■ **Set task**: Reproduce the data below word for word, keeping every line unchanged and in its original order.

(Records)
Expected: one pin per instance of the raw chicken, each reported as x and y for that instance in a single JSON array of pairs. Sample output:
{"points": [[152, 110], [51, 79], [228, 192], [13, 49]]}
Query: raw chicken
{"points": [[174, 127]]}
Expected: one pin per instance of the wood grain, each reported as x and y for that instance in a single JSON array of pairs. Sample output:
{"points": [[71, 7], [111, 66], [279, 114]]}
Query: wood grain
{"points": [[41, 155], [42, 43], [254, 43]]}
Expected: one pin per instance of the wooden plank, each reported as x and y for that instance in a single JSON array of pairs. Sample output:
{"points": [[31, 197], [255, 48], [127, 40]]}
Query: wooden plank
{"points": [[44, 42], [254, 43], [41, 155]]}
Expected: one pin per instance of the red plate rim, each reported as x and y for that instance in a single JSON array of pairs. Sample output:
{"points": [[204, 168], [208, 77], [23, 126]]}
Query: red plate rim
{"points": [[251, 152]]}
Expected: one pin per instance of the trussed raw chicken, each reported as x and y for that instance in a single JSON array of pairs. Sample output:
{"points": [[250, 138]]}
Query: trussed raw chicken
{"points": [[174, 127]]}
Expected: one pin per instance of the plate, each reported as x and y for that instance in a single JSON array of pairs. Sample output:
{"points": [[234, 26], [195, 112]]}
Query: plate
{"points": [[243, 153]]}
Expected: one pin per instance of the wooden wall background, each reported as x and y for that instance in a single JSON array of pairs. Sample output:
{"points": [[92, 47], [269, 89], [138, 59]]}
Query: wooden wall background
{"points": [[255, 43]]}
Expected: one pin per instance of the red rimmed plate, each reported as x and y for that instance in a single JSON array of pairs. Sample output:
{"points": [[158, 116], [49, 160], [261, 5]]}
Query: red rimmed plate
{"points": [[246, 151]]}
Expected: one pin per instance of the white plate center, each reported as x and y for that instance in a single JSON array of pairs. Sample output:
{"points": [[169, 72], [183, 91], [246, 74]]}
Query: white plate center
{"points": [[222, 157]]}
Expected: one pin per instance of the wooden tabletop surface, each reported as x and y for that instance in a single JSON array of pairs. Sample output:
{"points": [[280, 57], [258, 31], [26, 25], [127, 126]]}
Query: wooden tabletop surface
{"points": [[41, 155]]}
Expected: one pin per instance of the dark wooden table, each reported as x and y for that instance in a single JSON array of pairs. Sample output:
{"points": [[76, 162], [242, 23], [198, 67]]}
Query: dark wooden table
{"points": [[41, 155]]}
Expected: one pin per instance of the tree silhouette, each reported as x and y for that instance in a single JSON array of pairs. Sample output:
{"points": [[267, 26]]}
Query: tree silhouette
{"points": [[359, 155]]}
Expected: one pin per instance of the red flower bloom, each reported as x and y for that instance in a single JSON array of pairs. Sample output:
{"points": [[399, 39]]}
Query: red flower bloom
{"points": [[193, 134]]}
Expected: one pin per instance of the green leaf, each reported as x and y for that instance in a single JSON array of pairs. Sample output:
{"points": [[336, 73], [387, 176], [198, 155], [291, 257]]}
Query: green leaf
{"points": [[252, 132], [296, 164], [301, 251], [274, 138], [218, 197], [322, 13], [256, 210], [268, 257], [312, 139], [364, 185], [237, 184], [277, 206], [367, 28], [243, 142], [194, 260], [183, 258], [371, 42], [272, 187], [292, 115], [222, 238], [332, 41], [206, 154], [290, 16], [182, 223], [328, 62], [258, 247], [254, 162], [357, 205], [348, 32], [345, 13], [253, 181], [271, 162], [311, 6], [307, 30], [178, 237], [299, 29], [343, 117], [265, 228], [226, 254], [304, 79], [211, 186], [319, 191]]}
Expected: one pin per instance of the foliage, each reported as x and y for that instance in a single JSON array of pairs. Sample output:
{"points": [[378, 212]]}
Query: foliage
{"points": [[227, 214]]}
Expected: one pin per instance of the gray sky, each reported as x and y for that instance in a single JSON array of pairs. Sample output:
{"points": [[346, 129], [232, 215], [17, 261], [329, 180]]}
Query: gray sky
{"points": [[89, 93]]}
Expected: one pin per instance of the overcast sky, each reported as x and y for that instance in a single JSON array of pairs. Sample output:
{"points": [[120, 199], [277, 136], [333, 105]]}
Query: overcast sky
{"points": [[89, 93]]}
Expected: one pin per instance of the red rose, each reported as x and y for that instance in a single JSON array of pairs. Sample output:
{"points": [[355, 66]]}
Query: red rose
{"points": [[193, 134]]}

■ **Exercise output**:
Expected: one pin per instance of the raw chicken, each reported as x and y for that instance in a single JSON array of pairs. Sample output:
{"points": [[152, 110], [51, 79], [228, 192], [13, 49]]}
Query: raw chicken
{"points": [[174, 127]]}
Expected: one pin per instance of the wood grain, each reported as x and y for that instance in a single JSON array of pairs. Sample output:
{"points": [[71, 7], [111, 66], [279, 114]]}
Query: wood grain
{"points": [[41, 155], [42, 43], [254, 43]]}
Expected: one pin per instance of the wooden plank, each reported as x and y for that instance in a single JSON array of pairs. Sample output:
{"points": [[31, 197], [255, 48], [127, 40]]}
Query: wooden plank
{"points": [[44, 42], [254, 43], [41, 155]]}
Expected: one pin per instance of the red plate rim, each reported as x and y for that instance in a single JSON array of pairs. Sample output:
{"points": [[204, 168], [208, 77], [23, 126]]}
Query: red plate rim
{"points": [[251, 152]]}
Expected: one pin per instance of the trussed raw chicken, each reported as x and y for that instance in a single JSON array of pairs. Sample output:
{"points": [[250, 138]]}
Query: trussed raw chicken
{"points": [[174, 127]]}
Expected: one pin per instance of the plate, each reported as x and y for that instance in a single JSON array of pairs. Sample output:
{"points": [[234, 26], [195, 112]]}
Query: plate
{"points": [[243, 153]]}
Expected: one pin per instance of the wooden wall background, each reported as x and y for that instance in a single JSON array of pairs. Sample output:
{"points": [[92, 47], [269, 89], [138, 59]]}
Query: wooden wall background
{"points": [[255, 43]]}
Expected: one pin per instance of the red rimmed plate, each reported as x and y for that instance in a single JSON array of pairs. Sample output:
{"points": [[158, 116], [49, 160], [261, 5]]}
Query: red rimmed plate
{"points": [[246, 151]]}
Expected: one pin per instance of the white plate center, each reported as x and y for that instance in a single JSON array of pairs. Sample output:
{"points": [[169, 72], [183, 91], [246, 74]]}
Query: white plate center
{"points": [[222, 157]]}
Expected: one pin per instance of the wooden tabletop surface, each reported as x and y for that instance in a single JSON array of pairs. Sample output:
{"points": [[280, 57], [258, 31], [26, 25], [127, 126]]}
Query: wooden tabletop surface
{"points": [[41, 155]]}
Expected: one pin per instance of the dark wooden table, each reported as x and y for that instance in a single JSON array of pairs. Sample output:
{"points": [[76, 162], [242, 23], [198, 67]]}
Query: dark wooden table
{"points": [[41, 155]]}
Expected: one pin per instance of the tree silhouette, each reported as x and y for that instance in a single JSON array of pairs. Sample output:
{"points": [[267, 26]]}
Query: tree silhouette
{"points": [[359, 155]]}
Expected: one pin per instance of the red flower bloom, each reported as x and y for that instance in a single JSON array of pairs. Sample output:
{"points": [[399, 39]]}
Query: red flower bloom
{"points": [[193, 134]]}
Expected: one pin per instance of the green leaf, each reported as x and y for that instance in a single JSON array of pairs. Sample output:
{"points": [[336, 73], [387, 176], [198, 155], [291, 257]]}
Query: green leaf
{"points": [[252, 132], [296, 164], [301, 251], [274, 138], [218, 197], [322, 13], [256, 210], [268, 257], [312, 139], [364, 185], [237, 184], [277, 206], [367, 28], [243, 142], [194, 260], [183, 258], [371, 42], [272, 187], [292, 115], [222, 238], [332, 41], [206, 154], [290, 16], [182, 223], [328, 62], [258, 247], [254, 162], [357, 205], [348, 32], [345, 13], [253, 181], [271, 162], [311, 6], [307, 30], [178, 237], [299, 29], [343, 117], [265, 228], [226, 254], [304, 79], [211, 186], [319, 191]]}
Expected: one pin per instance of the foliage, each reported as x and y for that instance in a single JSON array of pairs. Sample output:
{"points": [[378, 212]]}
Query: foliage
{"points": [[227, 214]]}
Expected: one pin per instance of the gray sky, each reported as x and y for that instance in a single JSON array of pairs. Sample output:
{"points": [[346, 129], [232, 215], [17, 261], [329, 180]]}
Query: gray sky
{"points": [[89, 93]]}
Expected: one pin per instance of the overcast sky, each reported as x and y for that instance in a single JSON array of pairs. Sample output:
{"points": [[120, 199], [277, 136], [333, 105]]}
Query: overcast sky
{"points": [[89, 93]]}
Expected: one pin per instance of the red rose, each reported as x and y for that instance in a single JSON array of pairs. Sample output:
{"points": [[355, 66]]}
Query: red rose
{"points": [[193, 134]]}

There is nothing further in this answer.